Present every line of the rows below as a Markdown table with the columns "No." and "Line," skipping blank lines. Leave the pictures out of the answer.

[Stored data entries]

################

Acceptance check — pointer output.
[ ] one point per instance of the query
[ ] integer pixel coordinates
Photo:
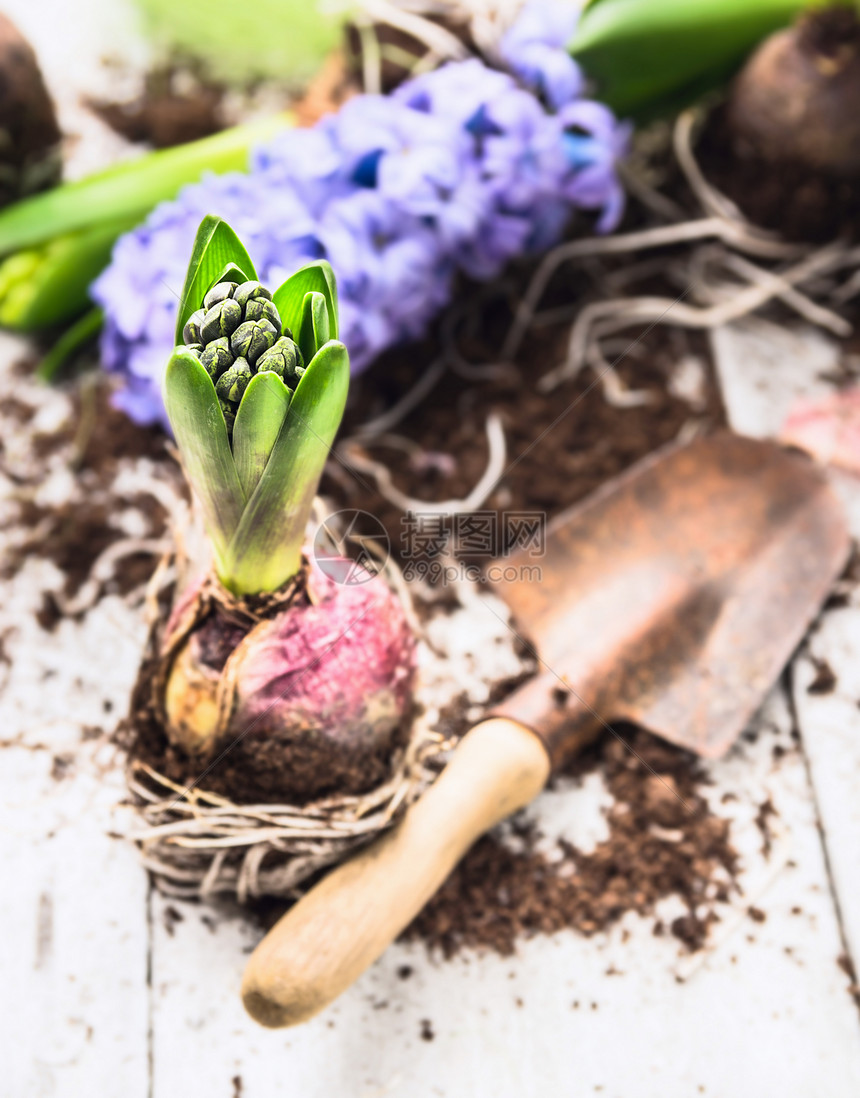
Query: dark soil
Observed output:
(663, 840)
(559, 446)
(164, 115)
(825, 680)
(75, 534)
(797, 203)
(29, 132)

################

→ EXERCISE ANSWER:
| No. | Line |
|---|---|
| 1 | Acceptance check — pointer output. |
| 2 | [ ] one point per instance of the query |
| 3 | [ ] integer pixel coordinates |
| 4 | Photo: |
| 5 | Query: dark soil |
| 6 | Observed output: |
| 7 | (663, 840) |
| 8 | (559, 446) |
| 9 | (164, 115) |
| 10 | (825, 680) |
| 11 | (75, 534) |
| 12 | (797, 203) |
| 13 | (29, 132) |